[Point annotations for photos]
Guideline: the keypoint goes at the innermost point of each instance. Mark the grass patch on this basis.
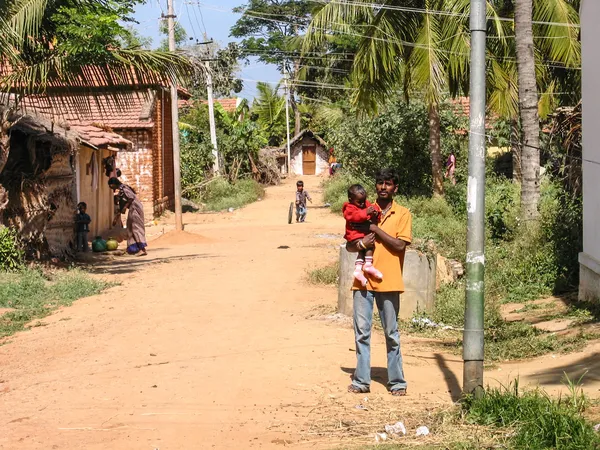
(328, 275)
(32, 296)
(221, 195)
(537, 420)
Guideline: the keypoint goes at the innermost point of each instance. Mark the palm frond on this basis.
(559, 42)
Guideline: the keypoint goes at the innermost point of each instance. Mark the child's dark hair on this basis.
(387, 175)
(356, 190)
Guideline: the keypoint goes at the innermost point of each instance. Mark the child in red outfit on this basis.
(359, 210)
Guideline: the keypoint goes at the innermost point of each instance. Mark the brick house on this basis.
(142, 117)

#### The exercise:
Update every entry by substituting "marker" for each occurrence of "keypoint", keeping all other text unchanged. Omit the pictures from the output.

#### Answer to this task:
Guideline: the marker goes at the innermost point of each instance. Mark the grass patch on this basis.
(328, 275)
(32, 296)
(221, 195)
(537, 420)
Guideline: the marker goes at the innermost point of each instance. Mark the palm frond on this basis.
(559, 42)
Guideline: the marker goes at the innermost point of each instance. Mark the child's dark hair on this basis.
(387, 175)
(356, 190)
Guideline: the marker goes at the innermost point of each instance. Mark the child in red outfit on this basis.
(359, 210)
Guideline: the marker goes at the innermost point of each instance. Mark the brick house on this basis.
(142, 117)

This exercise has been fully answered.